*** Opening Text for analysis ***

For the first time in a couple of decades, childhood obesity rates have showed a “slight but significance” decline. According to the CDC’s latest Vital Signs Report, Florida, Georgia, Missouri, New Jersey, South Dakota and the US Virgin islands showed a decrease of at least one percentage point in obesity rates. Only three states reported an actual increase in obesity: Colorado, Pennsylvania, and Tennessee.
This is good news for the long haul as well, since obese children are five times more likely to be overweight as adults, which leads to a plethora of health problems, such as type 2 diabetes, hypertension and heart disease.
Social Effects of Childhood Obesity
While most of us are aware that certain physical ailments are the direct result of childhood obesity, there are other, perhaps more ominous consequences we should consider. According to a study by Tees University, obesity in children is disturbingly far reaching. The authors of the study concluded that problems such as behavioral problems in school, mental health issues, family dissolution, and “greater community dissonance” can be directly tracked back to childhood obesity.
These dire statistics emphasize the seriousness of complacency regarding this issue. The good news is that even though the problem influences many facets of a child’s life, there are some simple ways to ensure our children can lead healthier lives.
The Importance of Physical Activity
Combatting childhood obesity can be as “simple” as restricting the amount of time our kids spend playing video games and watching television. This can be challenging, but doable. Rachel H., a mom in Northwest Arkansas reports that in order to make sure her kids get enough exercise, she bites the bullet and goes outside WITH them. She holds “races” by timing how long it takes her kids to run around the house.

*** Closing Text for analysis ***
*** Opening Source data ***

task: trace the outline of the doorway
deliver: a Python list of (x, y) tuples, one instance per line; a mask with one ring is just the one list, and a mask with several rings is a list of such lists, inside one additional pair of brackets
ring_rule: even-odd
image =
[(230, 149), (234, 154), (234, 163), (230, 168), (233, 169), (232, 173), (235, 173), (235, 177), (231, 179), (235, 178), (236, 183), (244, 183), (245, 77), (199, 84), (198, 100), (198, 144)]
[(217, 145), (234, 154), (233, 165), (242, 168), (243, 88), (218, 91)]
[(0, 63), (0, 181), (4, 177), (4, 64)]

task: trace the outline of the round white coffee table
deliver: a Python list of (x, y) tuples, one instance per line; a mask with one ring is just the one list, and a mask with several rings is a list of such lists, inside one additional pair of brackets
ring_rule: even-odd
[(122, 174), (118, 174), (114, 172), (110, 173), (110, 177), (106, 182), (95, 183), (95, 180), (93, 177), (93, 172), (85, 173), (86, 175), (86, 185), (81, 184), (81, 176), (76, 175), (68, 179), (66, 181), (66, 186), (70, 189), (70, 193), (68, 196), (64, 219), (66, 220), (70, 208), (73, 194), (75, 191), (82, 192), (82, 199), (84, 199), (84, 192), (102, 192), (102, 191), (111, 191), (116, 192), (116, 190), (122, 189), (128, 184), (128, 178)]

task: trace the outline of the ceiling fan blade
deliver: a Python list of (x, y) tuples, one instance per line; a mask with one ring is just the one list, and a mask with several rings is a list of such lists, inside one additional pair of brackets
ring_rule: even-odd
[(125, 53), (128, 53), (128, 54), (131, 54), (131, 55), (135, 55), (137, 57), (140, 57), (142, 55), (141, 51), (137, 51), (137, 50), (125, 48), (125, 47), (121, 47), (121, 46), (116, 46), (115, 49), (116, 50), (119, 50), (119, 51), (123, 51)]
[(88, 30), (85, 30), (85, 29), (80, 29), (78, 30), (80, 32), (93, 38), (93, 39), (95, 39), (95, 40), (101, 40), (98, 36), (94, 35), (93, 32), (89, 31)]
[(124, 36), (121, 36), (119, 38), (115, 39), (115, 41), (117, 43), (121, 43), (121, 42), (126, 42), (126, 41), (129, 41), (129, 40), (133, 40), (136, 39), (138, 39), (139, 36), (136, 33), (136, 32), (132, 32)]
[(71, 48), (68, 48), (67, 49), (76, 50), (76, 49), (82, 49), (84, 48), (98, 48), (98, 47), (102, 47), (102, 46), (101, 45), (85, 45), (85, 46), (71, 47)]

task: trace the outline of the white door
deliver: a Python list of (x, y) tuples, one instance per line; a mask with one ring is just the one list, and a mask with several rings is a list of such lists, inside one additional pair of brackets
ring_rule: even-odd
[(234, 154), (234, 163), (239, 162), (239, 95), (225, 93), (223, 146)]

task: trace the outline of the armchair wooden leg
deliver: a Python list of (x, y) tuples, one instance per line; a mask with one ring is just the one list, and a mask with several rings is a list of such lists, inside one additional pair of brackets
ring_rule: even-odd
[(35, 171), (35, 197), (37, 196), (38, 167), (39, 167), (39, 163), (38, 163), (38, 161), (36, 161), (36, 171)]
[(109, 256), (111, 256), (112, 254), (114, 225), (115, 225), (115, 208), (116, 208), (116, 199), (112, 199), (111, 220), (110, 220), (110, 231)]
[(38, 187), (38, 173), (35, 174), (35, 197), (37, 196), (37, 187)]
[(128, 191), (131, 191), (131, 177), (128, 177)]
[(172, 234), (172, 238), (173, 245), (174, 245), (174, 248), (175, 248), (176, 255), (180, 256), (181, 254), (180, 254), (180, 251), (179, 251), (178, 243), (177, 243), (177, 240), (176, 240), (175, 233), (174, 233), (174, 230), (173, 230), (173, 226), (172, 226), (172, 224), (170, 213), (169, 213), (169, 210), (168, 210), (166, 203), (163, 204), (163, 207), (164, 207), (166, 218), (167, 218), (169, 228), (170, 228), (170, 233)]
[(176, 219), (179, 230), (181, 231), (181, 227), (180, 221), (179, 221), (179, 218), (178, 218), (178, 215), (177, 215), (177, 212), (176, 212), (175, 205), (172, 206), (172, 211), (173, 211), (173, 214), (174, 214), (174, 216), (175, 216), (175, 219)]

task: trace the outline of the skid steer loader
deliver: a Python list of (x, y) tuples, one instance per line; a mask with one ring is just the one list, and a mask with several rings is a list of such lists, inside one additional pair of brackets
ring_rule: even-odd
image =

*** Closing Source data ***
*** Opening Source data ***

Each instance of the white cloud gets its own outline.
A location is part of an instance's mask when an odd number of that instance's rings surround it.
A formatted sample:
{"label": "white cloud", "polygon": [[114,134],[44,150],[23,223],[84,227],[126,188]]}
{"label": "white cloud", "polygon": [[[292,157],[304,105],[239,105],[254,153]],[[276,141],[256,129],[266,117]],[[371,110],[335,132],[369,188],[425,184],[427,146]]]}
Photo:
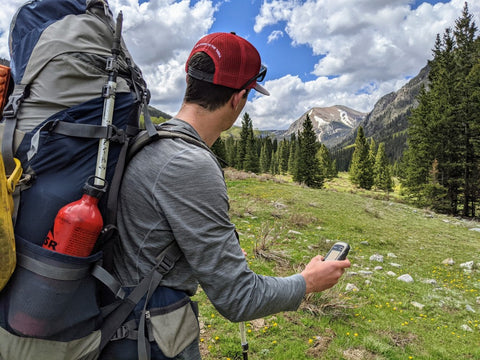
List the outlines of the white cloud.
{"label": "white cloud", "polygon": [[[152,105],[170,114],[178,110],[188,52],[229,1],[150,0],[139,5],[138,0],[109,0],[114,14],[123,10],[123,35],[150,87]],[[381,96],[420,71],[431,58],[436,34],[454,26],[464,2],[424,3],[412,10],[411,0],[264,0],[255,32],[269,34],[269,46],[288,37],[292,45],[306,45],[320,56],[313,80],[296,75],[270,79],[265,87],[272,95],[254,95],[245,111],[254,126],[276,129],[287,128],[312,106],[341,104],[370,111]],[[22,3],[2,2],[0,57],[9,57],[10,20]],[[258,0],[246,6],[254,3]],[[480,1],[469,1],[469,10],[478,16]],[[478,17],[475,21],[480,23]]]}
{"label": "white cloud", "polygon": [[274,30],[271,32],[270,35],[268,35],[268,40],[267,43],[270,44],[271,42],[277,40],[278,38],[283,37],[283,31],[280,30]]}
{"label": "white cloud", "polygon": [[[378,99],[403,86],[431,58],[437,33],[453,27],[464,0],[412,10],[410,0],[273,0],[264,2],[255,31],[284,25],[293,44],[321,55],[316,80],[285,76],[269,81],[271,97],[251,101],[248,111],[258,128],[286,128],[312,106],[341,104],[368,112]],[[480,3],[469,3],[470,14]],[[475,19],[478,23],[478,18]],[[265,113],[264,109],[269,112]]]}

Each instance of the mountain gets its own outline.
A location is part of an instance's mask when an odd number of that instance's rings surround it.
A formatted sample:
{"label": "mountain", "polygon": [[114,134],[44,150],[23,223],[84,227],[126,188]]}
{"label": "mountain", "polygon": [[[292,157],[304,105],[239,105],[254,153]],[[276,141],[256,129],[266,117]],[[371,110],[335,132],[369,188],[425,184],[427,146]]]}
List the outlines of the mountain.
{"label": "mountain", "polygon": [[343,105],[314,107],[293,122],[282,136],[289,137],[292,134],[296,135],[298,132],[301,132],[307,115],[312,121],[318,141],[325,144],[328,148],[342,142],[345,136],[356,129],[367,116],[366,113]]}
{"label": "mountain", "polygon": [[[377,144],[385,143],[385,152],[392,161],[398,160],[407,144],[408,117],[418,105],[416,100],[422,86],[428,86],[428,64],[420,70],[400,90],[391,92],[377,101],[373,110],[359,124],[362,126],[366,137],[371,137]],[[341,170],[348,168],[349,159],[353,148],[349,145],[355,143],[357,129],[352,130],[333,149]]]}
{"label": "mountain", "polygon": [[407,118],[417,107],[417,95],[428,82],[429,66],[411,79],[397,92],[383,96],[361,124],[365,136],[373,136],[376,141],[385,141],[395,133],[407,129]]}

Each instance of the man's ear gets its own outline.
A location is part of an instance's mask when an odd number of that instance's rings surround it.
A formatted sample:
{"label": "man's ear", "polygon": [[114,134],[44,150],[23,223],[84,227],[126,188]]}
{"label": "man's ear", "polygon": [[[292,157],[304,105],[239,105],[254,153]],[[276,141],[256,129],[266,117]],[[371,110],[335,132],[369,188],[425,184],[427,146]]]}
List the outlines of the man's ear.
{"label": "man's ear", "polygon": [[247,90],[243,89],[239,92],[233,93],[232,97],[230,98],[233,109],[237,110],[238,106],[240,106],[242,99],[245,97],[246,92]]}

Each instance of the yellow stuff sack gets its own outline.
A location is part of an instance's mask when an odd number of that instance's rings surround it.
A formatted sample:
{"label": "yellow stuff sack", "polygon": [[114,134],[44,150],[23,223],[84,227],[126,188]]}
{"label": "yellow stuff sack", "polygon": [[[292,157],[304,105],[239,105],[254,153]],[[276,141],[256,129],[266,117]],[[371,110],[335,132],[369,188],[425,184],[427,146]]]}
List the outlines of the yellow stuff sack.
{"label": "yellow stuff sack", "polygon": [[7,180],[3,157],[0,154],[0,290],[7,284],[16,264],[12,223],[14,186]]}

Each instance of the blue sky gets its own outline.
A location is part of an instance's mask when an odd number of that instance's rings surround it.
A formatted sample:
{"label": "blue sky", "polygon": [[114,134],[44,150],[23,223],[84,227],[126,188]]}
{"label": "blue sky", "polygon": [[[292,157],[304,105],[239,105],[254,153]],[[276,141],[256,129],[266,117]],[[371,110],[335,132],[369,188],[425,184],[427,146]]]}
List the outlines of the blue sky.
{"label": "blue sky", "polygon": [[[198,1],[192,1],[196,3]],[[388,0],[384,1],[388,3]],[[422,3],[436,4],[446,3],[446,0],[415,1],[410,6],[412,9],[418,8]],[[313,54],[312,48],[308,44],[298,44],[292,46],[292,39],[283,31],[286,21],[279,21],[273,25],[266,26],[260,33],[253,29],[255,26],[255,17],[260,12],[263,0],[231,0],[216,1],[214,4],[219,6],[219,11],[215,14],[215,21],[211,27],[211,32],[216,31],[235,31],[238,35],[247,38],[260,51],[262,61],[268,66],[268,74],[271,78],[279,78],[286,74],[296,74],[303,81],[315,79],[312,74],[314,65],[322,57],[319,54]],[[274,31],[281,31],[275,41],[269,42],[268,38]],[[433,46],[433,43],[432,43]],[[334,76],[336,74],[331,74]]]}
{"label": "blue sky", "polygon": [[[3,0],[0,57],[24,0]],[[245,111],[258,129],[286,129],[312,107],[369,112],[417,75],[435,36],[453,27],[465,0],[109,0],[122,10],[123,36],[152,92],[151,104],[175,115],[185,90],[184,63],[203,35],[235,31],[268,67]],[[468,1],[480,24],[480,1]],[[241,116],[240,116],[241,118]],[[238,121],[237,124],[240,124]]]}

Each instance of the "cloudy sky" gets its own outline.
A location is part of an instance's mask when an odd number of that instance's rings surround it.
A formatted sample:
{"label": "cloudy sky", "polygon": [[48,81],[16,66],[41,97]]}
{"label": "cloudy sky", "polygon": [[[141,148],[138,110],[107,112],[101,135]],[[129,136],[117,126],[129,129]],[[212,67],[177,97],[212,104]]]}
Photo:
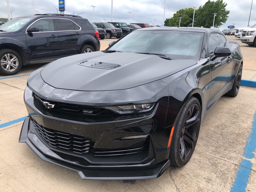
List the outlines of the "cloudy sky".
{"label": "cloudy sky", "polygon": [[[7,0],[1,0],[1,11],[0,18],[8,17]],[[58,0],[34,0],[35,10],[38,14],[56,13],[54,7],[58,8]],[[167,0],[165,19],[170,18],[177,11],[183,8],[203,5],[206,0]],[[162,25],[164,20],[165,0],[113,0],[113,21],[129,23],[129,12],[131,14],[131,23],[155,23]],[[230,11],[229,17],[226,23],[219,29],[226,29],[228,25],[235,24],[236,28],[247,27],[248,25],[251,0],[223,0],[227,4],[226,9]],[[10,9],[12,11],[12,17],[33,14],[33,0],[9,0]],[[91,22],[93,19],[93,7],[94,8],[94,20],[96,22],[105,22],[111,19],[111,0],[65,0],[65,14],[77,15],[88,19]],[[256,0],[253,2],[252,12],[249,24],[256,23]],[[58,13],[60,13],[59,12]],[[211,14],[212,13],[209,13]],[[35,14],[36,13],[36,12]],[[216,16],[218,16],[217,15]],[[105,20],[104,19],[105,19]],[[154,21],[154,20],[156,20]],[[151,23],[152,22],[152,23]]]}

*** Closing Source data ***

Required action 1
Turn the paragraph of the article on childhood obesity that begins "While most of us are aware" into a short list that keeps its main facts.
Required action 2
Write out the stretch of the article on childhood obesity from "The Importance of" through "around the house." word for word.
Required action 3
List every place that the article on childhood obesity says showed a decrease of at least one percentage point in obesity rates.
Answer from the article on childhood obesity alone.

Exercise output 1
- Most people know that childhood obesity directly causes certain physical ailments, but other, perhaps more ominous consequences also deserve attention.
- A Tees University study found that obesity in children is disturbingly far reaching.
- The study's authors concluded that behavioral problems in school, mental health issues, family dissolution, and "greater community dissonance" can be traced directly to childhood obesity.

Exercise output 2
The Importance of Physical Activity
Combatting childhood obesity can be as “simple” as restricting the amount of time our kids spend playing video games and watching television. This can be challenging, but doable. Rachel H., a mom in Northwest Arkansas reports that in order to make sure her kids get enough exercise, she bites the bullet and goes outside WITH them. She holds “races” by timing how long it takes her kids to run around the house.

Exercise output 3
- Florida
- Georgia
- Missouri
- New Jersey
- South Dakota
- US Virgin Islands